(Coordinate annotation items)
>> start

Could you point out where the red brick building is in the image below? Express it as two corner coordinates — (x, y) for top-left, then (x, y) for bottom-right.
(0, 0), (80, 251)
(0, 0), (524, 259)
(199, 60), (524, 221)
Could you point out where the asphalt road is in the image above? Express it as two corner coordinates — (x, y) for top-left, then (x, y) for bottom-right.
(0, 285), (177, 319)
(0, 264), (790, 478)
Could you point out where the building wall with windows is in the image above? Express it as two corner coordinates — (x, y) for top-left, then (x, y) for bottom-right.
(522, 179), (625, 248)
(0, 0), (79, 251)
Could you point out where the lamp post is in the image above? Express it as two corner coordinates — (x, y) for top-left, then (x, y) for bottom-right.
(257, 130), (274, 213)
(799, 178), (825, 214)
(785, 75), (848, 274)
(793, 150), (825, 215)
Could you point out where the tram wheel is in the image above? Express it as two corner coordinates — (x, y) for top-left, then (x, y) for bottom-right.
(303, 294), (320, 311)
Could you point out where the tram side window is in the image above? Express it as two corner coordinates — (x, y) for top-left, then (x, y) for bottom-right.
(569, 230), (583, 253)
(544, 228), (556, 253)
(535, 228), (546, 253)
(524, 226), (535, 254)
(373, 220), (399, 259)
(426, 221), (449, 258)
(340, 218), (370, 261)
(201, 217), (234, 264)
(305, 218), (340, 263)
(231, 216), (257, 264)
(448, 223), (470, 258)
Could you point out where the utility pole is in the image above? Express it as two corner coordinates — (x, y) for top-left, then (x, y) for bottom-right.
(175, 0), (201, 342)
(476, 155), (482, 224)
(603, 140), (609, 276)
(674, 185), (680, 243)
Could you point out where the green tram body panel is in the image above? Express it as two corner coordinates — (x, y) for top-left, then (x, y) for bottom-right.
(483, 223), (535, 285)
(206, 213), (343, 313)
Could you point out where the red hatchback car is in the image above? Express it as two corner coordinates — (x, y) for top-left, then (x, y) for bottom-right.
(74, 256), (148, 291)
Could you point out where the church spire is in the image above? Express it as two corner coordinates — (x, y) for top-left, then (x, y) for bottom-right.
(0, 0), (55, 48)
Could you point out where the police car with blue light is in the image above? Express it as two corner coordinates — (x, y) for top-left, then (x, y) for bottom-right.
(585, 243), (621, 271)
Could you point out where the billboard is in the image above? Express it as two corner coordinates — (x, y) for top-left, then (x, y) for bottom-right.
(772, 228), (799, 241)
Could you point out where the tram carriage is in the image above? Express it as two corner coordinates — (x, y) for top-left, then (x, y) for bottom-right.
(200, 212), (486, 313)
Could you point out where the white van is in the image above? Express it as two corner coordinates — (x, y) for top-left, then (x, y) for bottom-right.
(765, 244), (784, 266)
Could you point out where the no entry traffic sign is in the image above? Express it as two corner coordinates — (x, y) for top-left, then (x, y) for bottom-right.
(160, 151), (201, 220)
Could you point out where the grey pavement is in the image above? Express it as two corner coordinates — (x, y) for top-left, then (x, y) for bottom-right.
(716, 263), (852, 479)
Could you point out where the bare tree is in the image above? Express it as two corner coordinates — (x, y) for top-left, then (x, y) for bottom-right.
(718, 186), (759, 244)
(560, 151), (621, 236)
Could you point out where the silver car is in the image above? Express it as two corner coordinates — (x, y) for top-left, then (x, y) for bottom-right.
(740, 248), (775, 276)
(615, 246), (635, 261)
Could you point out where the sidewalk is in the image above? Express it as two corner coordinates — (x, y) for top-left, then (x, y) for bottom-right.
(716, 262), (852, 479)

>> end

• **STATED TASK**: Reproduce the part of the items that opens with the line containing "Could you point out where the church" and closes with the line containing "(772, 228), (799, 241)", requests included. Lower every coordinate in the answers by 104.

• **SOLUTION TO THIS PROBLEM**:
Could you point out where the church spire is in the image above? Express it as two corner coordinates — (x, y) for top-left, then (x, y) for bottom-right.
(-104, -104), (-49, -56)
Could you point out where the police car with blue light is in the image above? Express it as two corner coordinates — (x, y) for top-left, then (x, y) for bottom-right.
(481, 139), (517, 167)
Could you point out where the billboard is in the image above? Express it as two corner coordinates — (x, y) for top-left, then (x, y) for bottom-right.
(668, 124), (695, 137)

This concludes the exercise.